### Data records
-------------------------
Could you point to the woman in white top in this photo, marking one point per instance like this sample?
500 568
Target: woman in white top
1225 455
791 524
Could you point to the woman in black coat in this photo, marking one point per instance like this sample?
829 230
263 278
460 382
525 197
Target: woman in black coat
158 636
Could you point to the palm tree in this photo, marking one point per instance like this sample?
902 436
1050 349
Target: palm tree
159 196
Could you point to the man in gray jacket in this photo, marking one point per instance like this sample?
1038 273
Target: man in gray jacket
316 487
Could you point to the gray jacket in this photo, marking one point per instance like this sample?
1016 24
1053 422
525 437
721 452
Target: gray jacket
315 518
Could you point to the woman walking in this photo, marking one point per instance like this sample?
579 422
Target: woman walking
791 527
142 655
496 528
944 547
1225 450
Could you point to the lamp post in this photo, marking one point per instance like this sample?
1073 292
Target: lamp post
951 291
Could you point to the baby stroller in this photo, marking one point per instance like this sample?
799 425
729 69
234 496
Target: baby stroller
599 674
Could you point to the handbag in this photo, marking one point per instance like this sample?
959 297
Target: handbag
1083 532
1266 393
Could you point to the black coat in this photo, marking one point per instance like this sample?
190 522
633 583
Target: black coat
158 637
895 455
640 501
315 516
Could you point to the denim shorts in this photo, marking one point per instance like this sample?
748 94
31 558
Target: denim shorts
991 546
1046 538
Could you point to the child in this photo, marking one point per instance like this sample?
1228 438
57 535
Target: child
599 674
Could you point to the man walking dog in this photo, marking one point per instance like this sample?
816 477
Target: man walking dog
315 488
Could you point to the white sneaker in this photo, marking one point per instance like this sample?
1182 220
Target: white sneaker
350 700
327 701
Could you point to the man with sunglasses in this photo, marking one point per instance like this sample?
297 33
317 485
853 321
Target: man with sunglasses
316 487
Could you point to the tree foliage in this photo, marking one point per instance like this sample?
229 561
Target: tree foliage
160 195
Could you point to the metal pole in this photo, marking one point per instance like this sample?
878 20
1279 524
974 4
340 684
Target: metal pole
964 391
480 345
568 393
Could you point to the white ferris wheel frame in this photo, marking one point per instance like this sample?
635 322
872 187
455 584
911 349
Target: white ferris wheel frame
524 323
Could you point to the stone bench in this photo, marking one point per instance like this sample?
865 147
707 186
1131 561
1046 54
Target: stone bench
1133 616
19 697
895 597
-------------------------
### Problem to solve
Rewrite every line from the one containing "Could you point to the stone" through the end of the records, requests included. Add -129 to each number in the answer coordinates and leave the sample coordinates under each request unchanged.

### Written solution
Could you point to the stone bench in this photo, marking one point per instance like this sample?
865 147
707 186
1131 561
1046 54
Target: stone bench
1004 487
-110 568
766 468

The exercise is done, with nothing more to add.